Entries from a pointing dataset
++++++
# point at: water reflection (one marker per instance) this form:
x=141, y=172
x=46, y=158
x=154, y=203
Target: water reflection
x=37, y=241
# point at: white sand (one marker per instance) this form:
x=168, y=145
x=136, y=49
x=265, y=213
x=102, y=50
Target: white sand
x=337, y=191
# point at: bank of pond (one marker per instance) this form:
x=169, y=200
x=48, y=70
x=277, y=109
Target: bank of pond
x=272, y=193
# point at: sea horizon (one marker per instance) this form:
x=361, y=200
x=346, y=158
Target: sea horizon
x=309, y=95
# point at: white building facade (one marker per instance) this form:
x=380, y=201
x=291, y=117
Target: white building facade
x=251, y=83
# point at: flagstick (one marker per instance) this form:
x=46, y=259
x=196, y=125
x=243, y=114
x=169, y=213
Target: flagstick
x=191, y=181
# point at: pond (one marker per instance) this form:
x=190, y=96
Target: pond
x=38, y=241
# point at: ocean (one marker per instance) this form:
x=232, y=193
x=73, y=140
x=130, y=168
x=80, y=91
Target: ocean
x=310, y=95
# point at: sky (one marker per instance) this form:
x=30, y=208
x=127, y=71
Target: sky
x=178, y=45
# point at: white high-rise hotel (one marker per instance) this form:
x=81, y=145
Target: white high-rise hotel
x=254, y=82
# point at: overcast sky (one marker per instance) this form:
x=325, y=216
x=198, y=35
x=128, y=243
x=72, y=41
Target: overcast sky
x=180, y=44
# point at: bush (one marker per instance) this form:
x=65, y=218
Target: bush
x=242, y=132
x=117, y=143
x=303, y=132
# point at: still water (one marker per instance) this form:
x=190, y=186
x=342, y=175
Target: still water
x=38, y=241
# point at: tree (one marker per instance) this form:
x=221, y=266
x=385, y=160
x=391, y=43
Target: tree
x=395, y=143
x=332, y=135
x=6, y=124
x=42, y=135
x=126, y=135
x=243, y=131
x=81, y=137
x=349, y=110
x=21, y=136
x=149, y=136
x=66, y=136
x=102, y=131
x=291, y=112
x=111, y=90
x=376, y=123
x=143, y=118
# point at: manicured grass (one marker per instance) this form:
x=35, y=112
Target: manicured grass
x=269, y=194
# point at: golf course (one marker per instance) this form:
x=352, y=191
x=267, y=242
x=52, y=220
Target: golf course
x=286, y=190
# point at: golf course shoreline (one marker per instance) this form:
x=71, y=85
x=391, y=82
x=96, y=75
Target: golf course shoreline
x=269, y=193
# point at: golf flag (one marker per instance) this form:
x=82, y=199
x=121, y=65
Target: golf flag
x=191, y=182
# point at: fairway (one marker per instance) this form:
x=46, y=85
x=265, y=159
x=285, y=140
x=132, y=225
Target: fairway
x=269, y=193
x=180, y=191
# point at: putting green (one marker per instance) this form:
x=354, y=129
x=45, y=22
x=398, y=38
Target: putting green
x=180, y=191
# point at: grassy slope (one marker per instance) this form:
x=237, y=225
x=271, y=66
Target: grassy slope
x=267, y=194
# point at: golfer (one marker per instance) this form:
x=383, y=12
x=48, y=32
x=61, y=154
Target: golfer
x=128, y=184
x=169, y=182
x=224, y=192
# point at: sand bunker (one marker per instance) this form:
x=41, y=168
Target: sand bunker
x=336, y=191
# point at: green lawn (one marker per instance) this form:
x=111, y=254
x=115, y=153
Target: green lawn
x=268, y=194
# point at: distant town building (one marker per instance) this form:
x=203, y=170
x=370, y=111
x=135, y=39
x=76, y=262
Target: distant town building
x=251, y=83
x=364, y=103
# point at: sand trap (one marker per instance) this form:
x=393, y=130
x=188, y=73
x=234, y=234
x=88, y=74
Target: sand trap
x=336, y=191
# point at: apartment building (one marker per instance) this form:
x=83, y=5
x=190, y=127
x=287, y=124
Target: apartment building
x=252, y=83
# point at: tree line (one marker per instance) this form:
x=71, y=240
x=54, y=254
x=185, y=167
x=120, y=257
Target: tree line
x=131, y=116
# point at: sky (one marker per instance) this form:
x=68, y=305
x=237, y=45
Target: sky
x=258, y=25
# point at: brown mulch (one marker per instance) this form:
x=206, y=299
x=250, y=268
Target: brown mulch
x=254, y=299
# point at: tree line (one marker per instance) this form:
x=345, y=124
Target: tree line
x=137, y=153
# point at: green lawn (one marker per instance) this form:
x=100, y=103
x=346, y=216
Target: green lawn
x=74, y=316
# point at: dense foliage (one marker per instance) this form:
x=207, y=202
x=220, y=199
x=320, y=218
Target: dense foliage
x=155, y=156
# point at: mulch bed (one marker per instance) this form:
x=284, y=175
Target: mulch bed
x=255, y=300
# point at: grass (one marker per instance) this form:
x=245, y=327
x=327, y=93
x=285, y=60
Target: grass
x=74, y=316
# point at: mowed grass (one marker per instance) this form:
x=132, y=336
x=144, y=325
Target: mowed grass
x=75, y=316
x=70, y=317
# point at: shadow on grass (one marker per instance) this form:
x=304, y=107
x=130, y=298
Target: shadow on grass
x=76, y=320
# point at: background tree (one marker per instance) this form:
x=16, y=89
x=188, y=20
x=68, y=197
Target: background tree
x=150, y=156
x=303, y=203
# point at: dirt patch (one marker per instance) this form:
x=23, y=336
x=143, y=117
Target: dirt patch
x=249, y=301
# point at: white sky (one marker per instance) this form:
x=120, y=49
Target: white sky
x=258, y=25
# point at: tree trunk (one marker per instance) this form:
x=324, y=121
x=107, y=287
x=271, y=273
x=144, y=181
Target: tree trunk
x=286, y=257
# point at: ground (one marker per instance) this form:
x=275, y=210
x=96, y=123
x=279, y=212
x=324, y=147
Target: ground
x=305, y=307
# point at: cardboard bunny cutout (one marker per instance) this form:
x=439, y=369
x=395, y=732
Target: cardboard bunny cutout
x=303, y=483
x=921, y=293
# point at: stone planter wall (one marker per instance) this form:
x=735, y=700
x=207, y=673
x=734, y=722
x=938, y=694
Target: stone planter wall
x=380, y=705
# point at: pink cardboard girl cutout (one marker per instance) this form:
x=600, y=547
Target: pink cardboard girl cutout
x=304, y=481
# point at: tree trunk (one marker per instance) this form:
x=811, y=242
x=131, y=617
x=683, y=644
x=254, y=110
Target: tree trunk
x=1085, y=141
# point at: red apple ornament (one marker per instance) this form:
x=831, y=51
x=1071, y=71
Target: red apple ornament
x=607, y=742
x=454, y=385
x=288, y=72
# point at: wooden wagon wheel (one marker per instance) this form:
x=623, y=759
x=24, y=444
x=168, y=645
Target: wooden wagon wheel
++++++
- Task goal: Can you rewrite the listing above with "Target" changed to "Label" wherever it occurs, leaving everything else unchanged?

- Task answer:
# point at: water reflection (one marker per instance) this form:
x=141, y=172
x=46, y=158
x=154, y=203
Label: water reflection
x=37, y=241
# point at: white sand (one marker per instance) this form:
x=168, y=145
x=136, y=49
x=265, y=213
x=102, y=50
Label: white sand
x=337, y=191
# point at: bank of pond (one marker per instance) this form:
x=169, y=200
x=48, y=70
x=277, y=109
Label: bank of pond
x=272, y=193
# point at: sea horizon (one marker per instance) this form:
x=361, y=200
x=346, y=158
Label: sea horizon
x=309, y=95
# point at: white building facade (one marker per instance) this form:
x=380, y=201
x=291, y=117
Label: white building facade
x=251, y=83
# point at: flagstick (one marker per instance) this form:
x=46, y=259
x=196, y=125
x=243, y=114
x=169, y=213
Label: flagstick
x=191, y=181
# point at: pond (one marker per instance) this form:
x=190, y=96
Label: pond
x=38, y=241
# point at: ocean (one marker per instance) this form:
x=232, y=193
x=73, y=140
x=130, y=168
x=80, y=91
Label: ocean
x=310, y=95
# point at: sky (one marker per instance) this form:
x=30, y=208
x=127, y=71
Label: sky
x=178, y=45
# point at: white high-rise hotel (one marker per instance) this form:
x=81, y=145
Label: white high-rise hotel
x=254, y=82
# point at: overcast sky (one marker per instance) this form:
x=325, y=216
x=198, y=35
x=128, y=243
x=72, y=41
Label: overcast sky
x=180, y=44
# point at: bush (one marker per instance) this form:
x=65, y=218
Label: bush
x=242, y=132
x=117, y=143
x=303, y=132
# point at: still water (one marker per instance) this form:
x=190, y=186
x=342, y=175
Label: still water
x=38, y=241
# point at: tree (one marker per instance) this form:
x=221, y=266
x=385, y=160
x=391, y=43
Label: tree
x=395, y=143
x=332, y=135
x=6, y=124
x=42, y=135
x=126, y=135
x=243, y=131
x=81, y=137
x=349, y=110
x=21, y=136
x=149, y=136
x=66, y=136
x=102, y=131
x=291, y=112
x=111, y=90
x=376, y=123
x=143, y=118
# point at: manicured grass (one marker per instance) this form:
x=35, y=112
Label: manicured grass
x=269, y=194
# point at: golf course (one marker per instance) this form:
x=352, y=191
x=267, y=242
x=52, y=220
Label: golf course
x=286, y=190
# point at: golf course shoreline (one marker per instance) this form:
x=71, y=85
x=391, y=82
x=96, y=75
Label: golf course shoreline
x=269, y=193
# point at: golf flag (one marker per instance) this form:
x=82, y=199
x=121, y=65
Label: golf flag
x=191, y=182
# point at: fairway (one marker per instance) this form:
x=46, y=85
x=265, y=159
x=285, y=140
x=132, y=225
Label: fairway
x=269, y=193
x=180, y=191
# point at: putting green (one marker per instance) this form:
x=354, y=129
x=45, y=22
x=398, y=38
Label: putting green
x=180, y=191
# point at: grassy slope (one marker per instance) this form:
x=237, y=225
x=271, y=66
Label: grassy slope
x=267, y=194
# point at: golfer (one marker per instance) this form:
x=383, y=12
x=48, y=32
x=61, y=154
Label: golfer
x=128, y=184
x=169, y=182
x=224, y=192
# point at: sand bunker (one marker per instance) this form:
x=41, y=168
Label: sand bunker
x=336, y=191
# point at: green lawn (one marker per instance) this form:
x=111, y=254
x=115, y=153
Label: green lawn
x=268, y=194
# point at: distant town building (one marker per instance) this form:
x=203, y=170
x=370, y=111
x=135, y=39
x=76, y=262
Label: distant town building
x=251, y=83
x=364, y=103
# point at: sand trap (one marker per instance) this form:
x=393, y=130
x=188, y=73
x=234, y=234
x=88, y=74
Label: sand trap
x=336, y=191
# point at: apartment building (one marker per instance) this form:
x=83, y=5
x=190, y=127
x=287, y=124
Label: apartment building
x=252, y=83
# point at: tree line (one marker per instance) this form:
x=71, y=240
x=54, y=254
x=185, y=167
x=120, y=257
Label: tree line
x=131, y=116
# point at: sky (one marker per instance) this form:
x=68, y=305
x=237, y=45
Label: sky
x=258, y=25
# point at: brown mulch (one marker per instance) this form:
x=206, y=299
x=250, y=268
Label: brown mulch
x=254, y=299
# point at: tree line (one marker per instance) this form:
x=345, y=124
Label: tree line
x=137, y=153
# point at: green lawn (one marker per instance) this form:
x=100, y=103
x=346, y=216
Label: green lawn
x=74, y=316
# point at: dense foliage (one marker per instance) this form:
x=207, y=202
x=220, y=199
x=320, y=218
Label: dense foliage
x=155, y=156
# point at: mulch bed (one marker per instance) this form:
x=284, y=175
Label: mulch bed
x=255, y=300
# point at: grass (one marker per instance) this form:
x=245, y=327
x=327, y=93
x=285, y=60
Label: grass
x=74, y=316
# point at: mowed grass (one marker per instance) this form:
x=132, y=336
x=144, y=325
Label: mowed grass
x=75, y=316
x=70, y=317
# point at: shadow on grass (one marker per instance) this form:
x=304, y=107
x=130, y=298
Label: shadow on grass
x=76, y=320
# point at: background tree (one marker per instance) this form:
x=16, y=89
x=188, y=20
x=68, y=197
Label: background tree
x=150, y=156
x=303, y=203
# point at: dirt patch (one marker per instance) this form:
x=23, y=336
x=143, y=117
Label: dirt patch
x=249, y=301
# point at: white sky (one marker per instance) this form:
x=120, y=49
Label: white sky
x=258, y=25
# point at: tree trunk (one marker per instance) this form:
x=324, y=121
x=107, y=287
x=271, y=273
x=144, y=181
Label: tree trunk
x=286, y=257
# point at: ground (one marker per instance) this form:
x=275, y=210
x=96, y=123
x=279, y=212
x=324, y=147
Label: ground
x=305, y=307
# point at: cardboard bunny cutout (one marker per instance) this form:
x=439, y=369
x=395, y=732
Label: cardboard bunny cutout
x=303, y=483
x=921, y=293
# point at: stone planter wall (one marker per instance) this form:
x=735, y=700
x=207, y=673
x=734, y=722
x=938, y=694
Label: stone planter wall
x=380, y=705
# point at: pink cardboard girl cutout (one marker per instance) this form:
x=600, y=547
Label: pink cardboard girl cutout
x=304, y=481
# point at: tree trunk (one marker per instance) this form:
x=811, y=242
x=131, y=617
x=683, y=644
x=254, y=110
Label: tree trunk
x=1085, y=141
# point at: red apple ornament (one marker per instance) this form:
x=831, y=51
x=1071, y=71
Label: red apple ornament
x=607, y=742
x=454, y=385
x=288, y=72
# point at: wooden wagon wheel (one marker per instance) this form:
x=623, y=759
x=24, y=444
x=168, y=645
Label: wooden wagon wheel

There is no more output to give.